=== Petunjuk Pengerjaan ===
1. Dalam kutipan teks, apa jabatan Sulistyowati Irianto?
2. Tulis ulang bentangan kutipan teks dari "Mahfud menyebut salah" sampai "untuk memperbaiki demokrasi.", dengan mengganti nama "Sulistyowati Irianto" menjadi "Sulis".
3. Apakah tiap pernyataan berikut sesuai dengan kutipan teks? Jawab ya atau tidak, lalu kutip kata-kata dari kutipan teks yang menentukan jawaban.
(a) Sulistyowati berharap Mega mau memimpin gerakan.
(b) Rakyat disebut akan menjadi peserta aktif di setiap pemilu.
(c) Sulistyowati Irianto adalah guru besar dari Universitas Gadjah Mada.

=== Kutipan Teks ===
..........

Situasi yang sama, tutur Mahfud, turut dibaca juga oleh Mega. Itu sebabnya, Ketum PDIP itu didesak untuk bersuara.
1. Guru besar khawatir bila dibiarkan maka kondisi demokrasi di Tanah Air akan mati

Mahfud menyebut salah satu akademisi yang ikut hadir di dalam pertemuan itu adalah Guru Besar Antropologi Hukum dari Universitas Indonesia, Sulistyowati Irianto. Ia meminta Mega agar bersedia memimpin suatu gerakan untuk memperbaiki demokrasi.
"Bu Sulistyowati mengatakan sekarang harapan kami untuk menuntut gerakan memperbaiki dan mereparasi demokrasi. Diharapkan Bu Mega mau memimpin. Karena apa? Karena bila situasi ini dibiarkan maka ke depannya, sudah tidak ada lagi demokrasi," kata Mahfud menirukan kalimat Sulis.
Maka, situasi akan kembali sebelum era reformasi 1998. Rakyat hanya menjadi penonton di setiap pemilu.

..........

=== Data yang Diberikan ===
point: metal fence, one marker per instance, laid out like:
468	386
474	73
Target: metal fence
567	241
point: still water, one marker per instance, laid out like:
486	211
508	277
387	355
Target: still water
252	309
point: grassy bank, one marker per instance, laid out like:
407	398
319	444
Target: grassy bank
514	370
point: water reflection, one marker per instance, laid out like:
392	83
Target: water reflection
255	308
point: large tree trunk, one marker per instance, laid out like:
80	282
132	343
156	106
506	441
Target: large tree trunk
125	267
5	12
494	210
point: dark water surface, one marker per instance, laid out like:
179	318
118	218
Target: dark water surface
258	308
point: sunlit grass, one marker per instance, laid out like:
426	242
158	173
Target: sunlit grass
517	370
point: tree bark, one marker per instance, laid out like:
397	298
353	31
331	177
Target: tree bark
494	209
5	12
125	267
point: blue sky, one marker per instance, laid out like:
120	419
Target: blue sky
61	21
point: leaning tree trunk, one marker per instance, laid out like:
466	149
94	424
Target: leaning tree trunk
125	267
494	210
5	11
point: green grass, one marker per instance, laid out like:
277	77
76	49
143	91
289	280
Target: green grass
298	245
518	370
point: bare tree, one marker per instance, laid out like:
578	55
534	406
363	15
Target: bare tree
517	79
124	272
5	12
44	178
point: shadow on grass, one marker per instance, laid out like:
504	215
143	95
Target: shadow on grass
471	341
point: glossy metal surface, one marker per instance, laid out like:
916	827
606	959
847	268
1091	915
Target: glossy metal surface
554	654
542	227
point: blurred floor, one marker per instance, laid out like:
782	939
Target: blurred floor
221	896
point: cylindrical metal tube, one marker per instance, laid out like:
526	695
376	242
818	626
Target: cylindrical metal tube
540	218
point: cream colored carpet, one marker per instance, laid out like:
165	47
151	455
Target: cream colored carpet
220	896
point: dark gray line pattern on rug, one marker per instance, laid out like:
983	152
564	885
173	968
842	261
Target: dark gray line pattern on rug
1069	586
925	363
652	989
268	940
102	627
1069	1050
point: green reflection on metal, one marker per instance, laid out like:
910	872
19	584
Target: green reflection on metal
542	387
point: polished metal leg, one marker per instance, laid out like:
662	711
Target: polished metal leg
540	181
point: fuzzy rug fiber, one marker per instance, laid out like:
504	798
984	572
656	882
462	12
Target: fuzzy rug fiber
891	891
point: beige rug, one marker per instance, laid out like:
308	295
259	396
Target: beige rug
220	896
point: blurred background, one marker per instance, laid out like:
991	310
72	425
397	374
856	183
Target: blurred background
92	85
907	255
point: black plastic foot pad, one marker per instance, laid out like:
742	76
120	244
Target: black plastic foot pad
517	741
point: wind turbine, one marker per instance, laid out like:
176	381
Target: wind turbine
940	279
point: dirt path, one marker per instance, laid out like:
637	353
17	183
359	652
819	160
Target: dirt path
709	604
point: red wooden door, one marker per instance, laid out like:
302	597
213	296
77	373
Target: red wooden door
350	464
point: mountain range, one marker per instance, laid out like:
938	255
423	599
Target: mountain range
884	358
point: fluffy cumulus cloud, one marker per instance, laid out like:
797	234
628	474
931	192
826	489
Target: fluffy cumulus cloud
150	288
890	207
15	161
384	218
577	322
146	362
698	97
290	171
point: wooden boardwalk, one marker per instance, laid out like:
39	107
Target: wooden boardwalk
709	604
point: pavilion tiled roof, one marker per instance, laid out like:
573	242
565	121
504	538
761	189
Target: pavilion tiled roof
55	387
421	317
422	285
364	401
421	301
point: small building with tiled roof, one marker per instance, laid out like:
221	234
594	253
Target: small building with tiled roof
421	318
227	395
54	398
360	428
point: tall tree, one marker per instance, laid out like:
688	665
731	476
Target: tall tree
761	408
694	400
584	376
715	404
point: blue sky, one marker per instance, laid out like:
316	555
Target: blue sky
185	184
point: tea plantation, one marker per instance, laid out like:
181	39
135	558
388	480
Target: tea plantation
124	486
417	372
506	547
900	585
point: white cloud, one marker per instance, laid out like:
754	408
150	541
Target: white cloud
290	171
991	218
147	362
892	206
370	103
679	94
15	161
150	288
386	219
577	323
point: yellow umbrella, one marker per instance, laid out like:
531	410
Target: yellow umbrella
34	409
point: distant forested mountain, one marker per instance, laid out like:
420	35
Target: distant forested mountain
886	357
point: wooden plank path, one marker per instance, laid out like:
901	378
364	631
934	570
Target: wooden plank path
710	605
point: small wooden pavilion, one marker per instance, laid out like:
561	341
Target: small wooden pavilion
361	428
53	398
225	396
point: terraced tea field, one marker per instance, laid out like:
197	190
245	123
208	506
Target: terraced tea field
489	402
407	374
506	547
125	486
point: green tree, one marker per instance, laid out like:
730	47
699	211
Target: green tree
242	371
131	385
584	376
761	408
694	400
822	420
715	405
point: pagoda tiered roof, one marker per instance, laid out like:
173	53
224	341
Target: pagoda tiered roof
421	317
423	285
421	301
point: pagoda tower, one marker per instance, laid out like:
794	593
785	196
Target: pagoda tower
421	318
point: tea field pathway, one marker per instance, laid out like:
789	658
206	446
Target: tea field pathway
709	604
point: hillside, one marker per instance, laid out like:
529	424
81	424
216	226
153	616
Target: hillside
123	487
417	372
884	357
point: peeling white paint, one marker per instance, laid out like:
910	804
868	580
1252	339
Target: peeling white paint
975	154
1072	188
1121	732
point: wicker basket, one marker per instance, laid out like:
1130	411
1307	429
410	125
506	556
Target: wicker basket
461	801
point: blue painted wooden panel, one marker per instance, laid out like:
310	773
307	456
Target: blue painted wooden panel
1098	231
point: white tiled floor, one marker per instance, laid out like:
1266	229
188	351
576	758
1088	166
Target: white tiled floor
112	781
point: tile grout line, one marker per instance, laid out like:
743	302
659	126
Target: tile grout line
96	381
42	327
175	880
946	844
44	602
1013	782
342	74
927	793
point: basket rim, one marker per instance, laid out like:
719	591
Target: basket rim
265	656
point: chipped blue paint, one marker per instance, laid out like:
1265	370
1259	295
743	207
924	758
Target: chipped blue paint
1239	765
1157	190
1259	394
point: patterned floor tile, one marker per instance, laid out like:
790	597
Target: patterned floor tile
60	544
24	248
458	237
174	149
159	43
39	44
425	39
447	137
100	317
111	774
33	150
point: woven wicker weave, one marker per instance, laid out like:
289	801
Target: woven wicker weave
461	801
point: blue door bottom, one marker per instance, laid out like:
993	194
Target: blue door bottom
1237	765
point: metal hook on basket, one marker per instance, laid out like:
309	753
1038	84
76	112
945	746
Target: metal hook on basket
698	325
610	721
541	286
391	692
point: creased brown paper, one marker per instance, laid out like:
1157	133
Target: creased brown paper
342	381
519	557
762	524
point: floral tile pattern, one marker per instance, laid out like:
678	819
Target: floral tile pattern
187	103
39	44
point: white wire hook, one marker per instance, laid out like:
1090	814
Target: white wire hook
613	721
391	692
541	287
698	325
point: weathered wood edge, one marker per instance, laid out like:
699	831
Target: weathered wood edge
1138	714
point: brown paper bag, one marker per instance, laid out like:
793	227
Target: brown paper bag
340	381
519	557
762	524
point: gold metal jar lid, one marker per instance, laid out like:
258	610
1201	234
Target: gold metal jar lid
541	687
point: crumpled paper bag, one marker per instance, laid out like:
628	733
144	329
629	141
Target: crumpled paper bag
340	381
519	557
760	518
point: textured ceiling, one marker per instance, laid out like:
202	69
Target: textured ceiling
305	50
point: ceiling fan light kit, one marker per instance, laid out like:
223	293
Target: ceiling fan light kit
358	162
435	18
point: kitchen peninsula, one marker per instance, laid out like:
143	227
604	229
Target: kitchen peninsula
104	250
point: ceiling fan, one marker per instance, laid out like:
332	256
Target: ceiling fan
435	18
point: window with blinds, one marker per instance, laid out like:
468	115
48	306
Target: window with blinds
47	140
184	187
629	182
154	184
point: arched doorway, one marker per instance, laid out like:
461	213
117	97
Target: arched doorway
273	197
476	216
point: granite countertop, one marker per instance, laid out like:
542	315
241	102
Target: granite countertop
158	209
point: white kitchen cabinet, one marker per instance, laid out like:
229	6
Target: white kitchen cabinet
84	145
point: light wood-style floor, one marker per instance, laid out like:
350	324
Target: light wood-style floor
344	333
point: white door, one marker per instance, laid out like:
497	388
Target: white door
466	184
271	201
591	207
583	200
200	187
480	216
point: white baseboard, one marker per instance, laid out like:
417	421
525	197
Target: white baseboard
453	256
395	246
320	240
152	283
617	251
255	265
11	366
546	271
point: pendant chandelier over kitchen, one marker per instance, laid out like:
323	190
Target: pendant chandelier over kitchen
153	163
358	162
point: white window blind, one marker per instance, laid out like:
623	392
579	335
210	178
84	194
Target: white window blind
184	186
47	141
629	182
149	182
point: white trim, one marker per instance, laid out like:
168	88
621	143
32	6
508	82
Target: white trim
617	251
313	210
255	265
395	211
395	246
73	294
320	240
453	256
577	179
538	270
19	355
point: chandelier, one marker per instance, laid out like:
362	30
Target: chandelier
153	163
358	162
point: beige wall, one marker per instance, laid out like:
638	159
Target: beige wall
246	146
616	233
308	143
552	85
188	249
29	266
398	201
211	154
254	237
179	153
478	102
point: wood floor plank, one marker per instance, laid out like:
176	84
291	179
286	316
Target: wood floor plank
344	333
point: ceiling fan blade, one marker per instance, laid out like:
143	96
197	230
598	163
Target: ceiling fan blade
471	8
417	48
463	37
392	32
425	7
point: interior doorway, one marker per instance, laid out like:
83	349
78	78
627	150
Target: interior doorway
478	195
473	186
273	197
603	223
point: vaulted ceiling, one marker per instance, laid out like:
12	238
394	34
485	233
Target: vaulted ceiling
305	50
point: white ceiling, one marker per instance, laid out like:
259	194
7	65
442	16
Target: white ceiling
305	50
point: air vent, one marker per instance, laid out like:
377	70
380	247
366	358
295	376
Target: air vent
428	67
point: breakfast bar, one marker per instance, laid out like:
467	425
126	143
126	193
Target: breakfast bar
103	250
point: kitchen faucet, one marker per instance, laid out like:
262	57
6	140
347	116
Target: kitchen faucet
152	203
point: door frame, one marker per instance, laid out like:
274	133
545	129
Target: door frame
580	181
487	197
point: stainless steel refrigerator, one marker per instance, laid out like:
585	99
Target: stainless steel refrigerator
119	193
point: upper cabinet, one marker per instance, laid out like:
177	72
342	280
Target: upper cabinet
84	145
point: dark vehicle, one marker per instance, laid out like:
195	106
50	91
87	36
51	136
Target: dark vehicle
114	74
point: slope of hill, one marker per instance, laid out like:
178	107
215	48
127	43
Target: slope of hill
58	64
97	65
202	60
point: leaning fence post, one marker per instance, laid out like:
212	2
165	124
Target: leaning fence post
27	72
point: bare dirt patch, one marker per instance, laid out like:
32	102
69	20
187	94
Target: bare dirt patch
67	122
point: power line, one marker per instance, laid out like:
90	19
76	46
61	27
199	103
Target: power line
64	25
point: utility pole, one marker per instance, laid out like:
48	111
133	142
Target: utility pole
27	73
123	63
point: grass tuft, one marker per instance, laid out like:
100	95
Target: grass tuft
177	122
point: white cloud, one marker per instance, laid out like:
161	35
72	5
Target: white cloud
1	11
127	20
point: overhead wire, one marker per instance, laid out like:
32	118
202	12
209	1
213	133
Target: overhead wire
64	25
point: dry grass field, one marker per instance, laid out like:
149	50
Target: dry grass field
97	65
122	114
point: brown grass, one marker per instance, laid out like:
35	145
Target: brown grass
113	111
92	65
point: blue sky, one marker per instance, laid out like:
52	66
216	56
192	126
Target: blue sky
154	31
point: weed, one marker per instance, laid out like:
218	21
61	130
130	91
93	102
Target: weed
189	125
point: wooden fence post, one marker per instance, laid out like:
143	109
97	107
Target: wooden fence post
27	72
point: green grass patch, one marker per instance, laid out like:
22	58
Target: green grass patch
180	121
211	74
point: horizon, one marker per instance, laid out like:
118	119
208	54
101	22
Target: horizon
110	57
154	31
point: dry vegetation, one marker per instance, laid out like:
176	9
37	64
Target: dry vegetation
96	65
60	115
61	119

..........

=== Jawaban per Nomor ===
1. Guru Besar Antropologi Hukum dari Universitas Indonesia.

2.
Mahfud menyebut salah satu akademisi yang ikut hadir di dalam pertemuan itu adalah Guru Besar Antropologi Hukum dari Universitas Indonesia, Sulis. Ia meminta Mega agar bersedia memimpin suatu gerakan untuk memperbaiki demokrasi.

3.
(a) Ya: "Diharapkan Bu Mega mau memimpin."
(b) Tidak: "Rakyat hanya menjadi penonton di setiap pemilu."
(c) Tidak: "Guru Besar Antropologi Hukum dari Universitas Indonesia"